BEGIN Text shown

# Titanic Baseline - Comprehensive Feature Engineering

Implementing all key features from the strategy:
- Title extraction from Name
- Family features (FamilySize, IsAlone)
- Cabin features (Has_Cabin, Deck)
- Age/Fare handling with binning
- 10-fold Stratified CV

In [None]:
import pandas as pd
import numpy as np
import re
from sklearn.model_selection import StratifiedKFold, cross_val_score
from sklearn.ensemble import RandomForestClassifier, GradientBoostingClassifier
from sklearn.preprocessing import LabelEncoder
import warnings
warnings.filterwarnings('ignore')

# Load data
train = pd.read_csv('/home/data/train.csv')
test = pd.read_csv('/home/data/test.csv')
print(f'Train shape: {train.shape}, Test shape: {test.shape}')
print(f'Target distribution: {train.Survived.value_counts(normalize=True).to_dict()}')

In [None]:
# Feature Engineering Function
def engineer_features(df):
    df = df.copy()
    
    # 1. Title extraction from Name (MOST IMPORTANT)
    df['Title'] = df['Name'].str.extract(r' ([A-Za-z]+)\.', expand=False)
    
    # Map rare titles and normalize
    title_mapping = {
        'Mlle': 'Miss', 'Ms': 'Miss', 'Mme': 'Mrs',
        'Lady': 'Rare', 'Countess': 'Rare', 'Capt': 'Rare', 
        'Col': 'Rare', 'Don': 'Rare', 'Dr': 'Rare', 
        'Major': 'Rare', 'Rev': 'Rare', 'Sir': 'Rare', 
        'Jonkheer': 'Rare', 'Dona': 'Rare'
    }
    df['Title'] = df['Title'].replace(title_mapping)
    
    # Keep only common titles
    common_titles = ['Mr', 'Miss', 'Mrs', 'Master', 'Rare']
    df['Title'] = df['Title'].apply(lambda x: x if x in common_titles else 'Rare')
    
    # 2. Family Features
    df['FamilySize'] = df['SibSp'] + df['Parch'] + 1
    df['IsAlone'] = (df['FamilySize'] == 1).astype(int)
    
    # Family size categories
    df['FamilySizeCategory'] = pd.cut(df['FamilySize'], 
                                       bins=[0, 1, 4, 11], 
                                       labels=['Single', 'Small', 'Large'])

END Text shown

• [Work to do]
Write the next part of the Titanic feature-engineering notebook, picking up right after its last line of code. The listing that comes next has nothing to do with the Titanic feature-engineering notebook.

BEGIN Excerpted data

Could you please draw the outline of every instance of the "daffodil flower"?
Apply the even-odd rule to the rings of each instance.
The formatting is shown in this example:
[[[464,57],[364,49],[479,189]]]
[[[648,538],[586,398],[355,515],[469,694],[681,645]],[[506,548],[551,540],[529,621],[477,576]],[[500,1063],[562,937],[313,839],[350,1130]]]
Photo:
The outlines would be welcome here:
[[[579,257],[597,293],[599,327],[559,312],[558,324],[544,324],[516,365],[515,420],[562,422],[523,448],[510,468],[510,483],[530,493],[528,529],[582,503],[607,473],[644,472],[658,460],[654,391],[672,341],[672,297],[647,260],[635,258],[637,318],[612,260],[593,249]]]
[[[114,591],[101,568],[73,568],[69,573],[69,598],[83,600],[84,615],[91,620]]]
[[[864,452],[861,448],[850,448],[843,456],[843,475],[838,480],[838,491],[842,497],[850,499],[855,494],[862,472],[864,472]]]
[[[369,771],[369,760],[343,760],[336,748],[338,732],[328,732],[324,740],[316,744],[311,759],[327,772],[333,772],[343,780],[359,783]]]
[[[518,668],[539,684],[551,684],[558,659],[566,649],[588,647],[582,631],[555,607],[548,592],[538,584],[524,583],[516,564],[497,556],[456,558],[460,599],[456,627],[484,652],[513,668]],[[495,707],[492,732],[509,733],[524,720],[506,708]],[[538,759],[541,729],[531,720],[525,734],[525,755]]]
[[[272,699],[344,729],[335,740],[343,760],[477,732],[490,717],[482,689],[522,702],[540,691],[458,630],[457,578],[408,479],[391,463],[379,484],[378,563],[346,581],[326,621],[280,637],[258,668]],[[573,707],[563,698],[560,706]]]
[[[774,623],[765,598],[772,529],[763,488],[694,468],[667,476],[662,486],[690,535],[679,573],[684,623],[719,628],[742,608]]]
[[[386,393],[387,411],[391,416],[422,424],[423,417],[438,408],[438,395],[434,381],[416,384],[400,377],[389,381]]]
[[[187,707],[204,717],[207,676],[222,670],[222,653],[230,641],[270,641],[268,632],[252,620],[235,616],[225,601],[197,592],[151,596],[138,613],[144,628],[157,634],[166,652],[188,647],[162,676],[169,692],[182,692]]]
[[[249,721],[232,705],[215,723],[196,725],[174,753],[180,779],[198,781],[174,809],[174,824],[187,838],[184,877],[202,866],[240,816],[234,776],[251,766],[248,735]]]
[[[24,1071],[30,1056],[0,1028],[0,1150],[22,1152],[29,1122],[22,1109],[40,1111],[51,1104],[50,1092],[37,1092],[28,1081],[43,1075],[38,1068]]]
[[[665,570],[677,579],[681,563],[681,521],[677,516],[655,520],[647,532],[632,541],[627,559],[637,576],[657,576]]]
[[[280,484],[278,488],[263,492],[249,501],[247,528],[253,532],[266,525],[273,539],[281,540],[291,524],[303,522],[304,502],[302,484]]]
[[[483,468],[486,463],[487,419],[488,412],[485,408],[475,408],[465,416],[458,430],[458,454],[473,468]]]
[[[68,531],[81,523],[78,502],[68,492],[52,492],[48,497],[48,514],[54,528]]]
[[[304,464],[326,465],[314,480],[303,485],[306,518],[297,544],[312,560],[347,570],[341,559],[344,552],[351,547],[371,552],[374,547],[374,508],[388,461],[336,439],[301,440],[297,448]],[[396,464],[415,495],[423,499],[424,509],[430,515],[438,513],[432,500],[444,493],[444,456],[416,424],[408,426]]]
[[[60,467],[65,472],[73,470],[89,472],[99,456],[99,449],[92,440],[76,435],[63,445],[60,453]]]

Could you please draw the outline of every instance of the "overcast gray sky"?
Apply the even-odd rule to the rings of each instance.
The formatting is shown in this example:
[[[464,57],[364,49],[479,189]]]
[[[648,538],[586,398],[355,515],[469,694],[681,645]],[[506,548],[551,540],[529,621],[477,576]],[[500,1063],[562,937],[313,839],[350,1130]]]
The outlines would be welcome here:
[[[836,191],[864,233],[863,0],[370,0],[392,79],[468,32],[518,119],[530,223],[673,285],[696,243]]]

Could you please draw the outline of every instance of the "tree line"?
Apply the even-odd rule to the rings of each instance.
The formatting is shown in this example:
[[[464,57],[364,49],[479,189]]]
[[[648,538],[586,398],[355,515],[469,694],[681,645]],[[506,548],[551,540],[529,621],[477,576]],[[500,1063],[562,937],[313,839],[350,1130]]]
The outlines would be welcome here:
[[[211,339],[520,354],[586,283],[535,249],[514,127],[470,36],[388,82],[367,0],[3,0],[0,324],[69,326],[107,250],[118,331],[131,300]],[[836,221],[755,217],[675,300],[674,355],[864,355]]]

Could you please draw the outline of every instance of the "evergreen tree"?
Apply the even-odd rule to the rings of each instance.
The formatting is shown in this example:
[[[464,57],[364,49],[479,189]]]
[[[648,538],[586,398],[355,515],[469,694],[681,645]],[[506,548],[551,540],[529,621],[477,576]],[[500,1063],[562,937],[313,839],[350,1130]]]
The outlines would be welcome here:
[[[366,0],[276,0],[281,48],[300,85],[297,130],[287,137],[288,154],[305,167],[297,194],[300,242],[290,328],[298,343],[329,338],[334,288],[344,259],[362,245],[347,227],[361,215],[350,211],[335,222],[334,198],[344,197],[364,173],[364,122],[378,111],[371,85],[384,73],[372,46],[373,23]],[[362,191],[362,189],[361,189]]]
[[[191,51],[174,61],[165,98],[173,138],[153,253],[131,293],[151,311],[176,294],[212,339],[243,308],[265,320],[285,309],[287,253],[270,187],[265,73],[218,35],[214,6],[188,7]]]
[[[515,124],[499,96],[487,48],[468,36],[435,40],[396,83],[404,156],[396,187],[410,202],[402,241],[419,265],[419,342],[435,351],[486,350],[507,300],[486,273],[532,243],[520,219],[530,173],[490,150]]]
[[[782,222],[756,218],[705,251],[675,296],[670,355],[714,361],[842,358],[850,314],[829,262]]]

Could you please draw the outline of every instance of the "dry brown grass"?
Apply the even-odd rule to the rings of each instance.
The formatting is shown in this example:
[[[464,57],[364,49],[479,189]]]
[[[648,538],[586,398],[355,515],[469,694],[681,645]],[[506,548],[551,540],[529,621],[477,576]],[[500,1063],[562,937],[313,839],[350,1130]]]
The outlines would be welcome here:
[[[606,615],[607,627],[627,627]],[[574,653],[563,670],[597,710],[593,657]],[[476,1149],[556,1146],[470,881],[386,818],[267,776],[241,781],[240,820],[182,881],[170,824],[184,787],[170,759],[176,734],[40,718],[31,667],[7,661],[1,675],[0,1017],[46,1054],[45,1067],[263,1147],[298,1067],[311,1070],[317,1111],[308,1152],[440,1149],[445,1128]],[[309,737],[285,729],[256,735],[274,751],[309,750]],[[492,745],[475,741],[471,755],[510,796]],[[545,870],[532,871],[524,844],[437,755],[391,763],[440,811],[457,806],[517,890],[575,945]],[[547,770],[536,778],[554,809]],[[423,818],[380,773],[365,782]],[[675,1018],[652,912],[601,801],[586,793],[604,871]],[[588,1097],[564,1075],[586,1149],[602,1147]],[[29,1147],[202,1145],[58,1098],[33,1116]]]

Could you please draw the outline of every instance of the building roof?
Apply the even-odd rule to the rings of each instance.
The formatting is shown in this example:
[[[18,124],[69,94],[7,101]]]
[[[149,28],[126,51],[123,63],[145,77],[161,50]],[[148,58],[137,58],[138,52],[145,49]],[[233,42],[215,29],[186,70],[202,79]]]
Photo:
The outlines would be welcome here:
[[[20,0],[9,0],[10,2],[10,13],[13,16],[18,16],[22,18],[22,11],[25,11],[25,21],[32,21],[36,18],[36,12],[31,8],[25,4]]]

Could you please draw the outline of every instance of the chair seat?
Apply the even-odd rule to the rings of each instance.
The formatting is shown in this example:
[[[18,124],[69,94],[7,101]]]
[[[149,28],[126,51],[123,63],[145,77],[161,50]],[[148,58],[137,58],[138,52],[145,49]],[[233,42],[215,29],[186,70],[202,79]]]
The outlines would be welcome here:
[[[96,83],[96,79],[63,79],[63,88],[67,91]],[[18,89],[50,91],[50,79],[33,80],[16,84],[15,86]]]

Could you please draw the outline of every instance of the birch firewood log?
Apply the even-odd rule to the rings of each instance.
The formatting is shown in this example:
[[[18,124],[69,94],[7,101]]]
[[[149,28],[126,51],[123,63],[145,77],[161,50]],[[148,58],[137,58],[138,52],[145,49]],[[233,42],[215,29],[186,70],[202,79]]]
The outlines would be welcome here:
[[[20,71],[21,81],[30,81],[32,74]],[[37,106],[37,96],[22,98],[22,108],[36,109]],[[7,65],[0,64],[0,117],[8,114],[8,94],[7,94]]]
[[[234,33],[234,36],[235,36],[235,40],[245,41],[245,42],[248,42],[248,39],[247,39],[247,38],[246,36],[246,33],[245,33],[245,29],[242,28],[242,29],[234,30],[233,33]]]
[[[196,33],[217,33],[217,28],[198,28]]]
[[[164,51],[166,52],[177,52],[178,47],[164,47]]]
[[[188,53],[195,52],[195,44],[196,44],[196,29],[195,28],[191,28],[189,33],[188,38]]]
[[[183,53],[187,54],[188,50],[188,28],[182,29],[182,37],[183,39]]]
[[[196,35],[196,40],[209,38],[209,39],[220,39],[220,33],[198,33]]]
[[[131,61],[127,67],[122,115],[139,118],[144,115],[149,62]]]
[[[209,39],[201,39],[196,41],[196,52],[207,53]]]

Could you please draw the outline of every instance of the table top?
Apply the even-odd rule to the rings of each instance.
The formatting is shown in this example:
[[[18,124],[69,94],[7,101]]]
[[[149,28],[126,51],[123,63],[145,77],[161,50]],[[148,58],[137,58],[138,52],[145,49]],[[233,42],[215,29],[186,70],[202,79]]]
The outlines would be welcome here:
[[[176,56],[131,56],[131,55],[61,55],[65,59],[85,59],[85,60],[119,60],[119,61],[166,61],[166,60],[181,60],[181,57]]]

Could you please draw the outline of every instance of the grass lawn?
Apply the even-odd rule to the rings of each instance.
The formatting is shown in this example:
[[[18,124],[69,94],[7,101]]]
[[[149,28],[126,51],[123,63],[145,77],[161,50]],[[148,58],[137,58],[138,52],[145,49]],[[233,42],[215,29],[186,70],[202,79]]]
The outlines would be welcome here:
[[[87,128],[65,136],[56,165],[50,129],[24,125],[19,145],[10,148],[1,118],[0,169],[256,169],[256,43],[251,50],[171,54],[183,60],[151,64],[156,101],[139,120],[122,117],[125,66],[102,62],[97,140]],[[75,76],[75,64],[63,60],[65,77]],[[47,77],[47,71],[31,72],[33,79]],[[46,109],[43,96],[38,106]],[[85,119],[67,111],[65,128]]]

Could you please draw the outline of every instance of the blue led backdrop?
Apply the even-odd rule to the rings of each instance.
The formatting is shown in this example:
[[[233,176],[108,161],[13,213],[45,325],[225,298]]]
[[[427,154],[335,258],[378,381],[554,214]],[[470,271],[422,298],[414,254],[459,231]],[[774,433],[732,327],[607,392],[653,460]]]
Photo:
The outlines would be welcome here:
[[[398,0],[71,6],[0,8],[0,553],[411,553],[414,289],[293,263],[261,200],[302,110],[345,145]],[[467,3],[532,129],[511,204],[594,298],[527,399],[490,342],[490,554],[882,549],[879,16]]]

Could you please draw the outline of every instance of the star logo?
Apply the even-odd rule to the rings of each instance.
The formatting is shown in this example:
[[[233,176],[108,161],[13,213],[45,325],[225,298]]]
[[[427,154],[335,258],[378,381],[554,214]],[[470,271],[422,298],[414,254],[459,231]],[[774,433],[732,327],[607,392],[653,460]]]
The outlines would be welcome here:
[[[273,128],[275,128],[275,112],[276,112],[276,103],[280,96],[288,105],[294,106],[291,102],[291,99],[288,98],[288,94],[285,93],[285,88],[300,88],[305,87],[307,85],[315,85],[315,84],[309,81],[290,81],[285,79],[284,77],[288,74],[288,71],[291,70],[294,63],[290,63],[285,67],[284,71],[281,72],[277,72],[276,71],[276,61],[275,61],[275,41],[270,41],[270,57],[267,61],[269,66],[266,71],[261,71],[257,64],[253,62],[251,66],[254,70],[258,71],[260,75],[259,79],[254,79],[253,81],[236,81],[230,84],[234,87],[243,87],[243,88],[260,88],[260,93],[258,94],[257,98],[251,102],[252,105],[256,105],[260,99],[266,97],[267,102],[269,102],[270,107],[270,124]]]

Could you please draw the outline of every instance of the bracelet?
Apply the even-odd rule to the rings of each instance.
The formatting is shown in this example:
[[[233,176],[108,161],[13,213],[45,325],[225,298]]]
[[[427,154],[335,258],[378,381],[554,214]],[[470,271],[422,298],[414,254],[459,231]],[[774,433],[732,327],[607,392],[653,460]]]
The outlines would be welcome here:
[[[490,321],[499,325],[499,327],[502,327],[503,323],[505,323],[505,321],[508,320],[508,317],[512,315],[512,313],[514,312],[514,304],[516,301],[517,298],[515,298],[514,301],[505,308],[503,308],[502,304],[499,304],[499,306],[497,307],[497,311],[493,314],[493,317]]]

END Excerpted data

• [Exercise answer]
    # 3. Cabin Features
    df['Has_Cabin'] = df['Cabin'].notna().astype(int)
    df['Deck'] = df['Cabin'].str[0].fillna('U')  # U for Unknown
    
    # 4. Age Handling - Fill missing with median by Pclass and Sex
    df['Age'] = df.groupby(['Pclass', 'Sex'])['Age'].transform(
        lambda x: x.fillna(x.median())
    )
    # If still missing, use overall median
    df['Age'] = df['Age'].fillna(df['Age'].median())
    
    # Age bands
    df['AgeBand'] = pd.cut(df['Age'], bins=[0, 16, 32, 48, 64, 100], 
                           labels=['Child', 'Young', 'Middle', 'Senior', 'Elder'])
    
    # 5. Fare Handling
    df['Fare'] = df['Fare'].fillna(df['Fare'].median())
    df['FareBand'] = pd.qcut(df['Fare'], 4, labels=['Low', 'Medium', 'High', 'VeryHigh'], duplicates='drop')
    
    # 6. Embarked - fill missing with mode
    df['Embarked'] = df['Embarked'].fillna(df['Embarked'].mode()[0])
    
    # 7. Additional features
    df['Name_Length'] = df['Name'].apply(len)
    
    return df

# Apply feature engineering
train_fe = engineer_features(train)
test_fe = engineer_features(test)

print('Feature engineering complete!')
print(f'Title distribution: {train_fe.Title.value_counts().to_dict()}')
print(f'FamilySize distribution: {train_fe.FamilySize.value_counts().sort_index().to_dict()}')

In [None]:
# Encode categorical features
def encode_features(train_df, test_df):
    train_df = train_df.copy()
    test_df = test_df.copy()
    
    # Categorical columns to encode
    cat_cols = ['Sex', 'Embarked', 'Title', 'Deck', 'AgeBand', 'FareBand', 'FamilySizeCategory']
    
    for col in cat_cols:
        le = LabelEncoder()
        # Fit on combined data to handle unseen categories
        combined = pd.concat([train_df[col], test_df[col]], axis=0).astype(str)
        le.fit(combined)
        train_df[col] = le.transform(train_df[col].astype(str))
        test_df[col] = le.transform(test_df[col].astype(str))
    
    return train_df, test_df

train_encoded, test_encoded = encode_features(train_fe, test_fe)

# Select features for modeling
feature_cols = ['Pclass', 'Sex', 'Age', 'SibSp', 'Parch', 'Fare', 'Embarked',
                'Title', 'FamilySize', 'IsAlone', 'Has_Cabin', 'Deck',
                'AgeBand', 'FareBand', 'FamilySizeCategory', 'Name_Length']

X = train_encoded[feature_cols].values
y = train_encoded['Survived'].values
X_test = test_encoded[feature_cols].values

print(f'Feature matrix shape: {X.shape}')
print(f'Features: {feature_cols}')

In [None]:
# 10-Fold Stratified Cross-Validation with RandomForest
from sklearn.metrics import accuracy_score

skf = StratifiedKFold(n_splits=10, shuffle=True, random_state=42)

# RandomForest baseline
rf_model = RandomForestClassifier(n_estimators=100, random_state=42, n_jobs=-1)

rf_scores = cross_val_score(rf_model, X, y, cv=skf, scoring='accuracy')
print(f'RandomForest CV Accuracy: {rf_scores.mean():.4f} ± {rf_scores.std():.4f}')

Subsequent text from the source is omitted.